(Available data begins)
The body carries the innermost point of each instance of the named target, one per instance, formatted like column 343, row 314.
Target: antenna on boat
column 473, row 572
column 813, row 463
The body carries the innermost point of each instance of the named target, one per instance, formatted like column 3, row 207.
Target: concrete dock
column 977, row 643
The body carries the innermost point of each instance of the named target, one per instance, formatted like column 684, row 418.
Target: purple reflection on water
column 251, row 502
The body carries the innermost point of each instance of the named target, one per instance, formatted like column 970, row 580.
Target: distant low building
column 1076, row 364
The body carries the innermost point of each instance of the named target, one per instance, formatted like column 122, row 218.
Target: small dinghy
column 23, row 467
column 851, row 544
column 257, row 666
(Available data ends)
What is expected »
Set out exactly the lines from the one bearing "Target: distant low building" through the end of the data, including both ends and omitting all others.

Output for this exercise »
Target: distant low building
column 1076, row 364
The body carries the innermost point of each instance of the named target, one per instance, formatted like column 122, row 218.
Target: small dinghy
column 23, row 467
column 851, row 544
column 257, row 666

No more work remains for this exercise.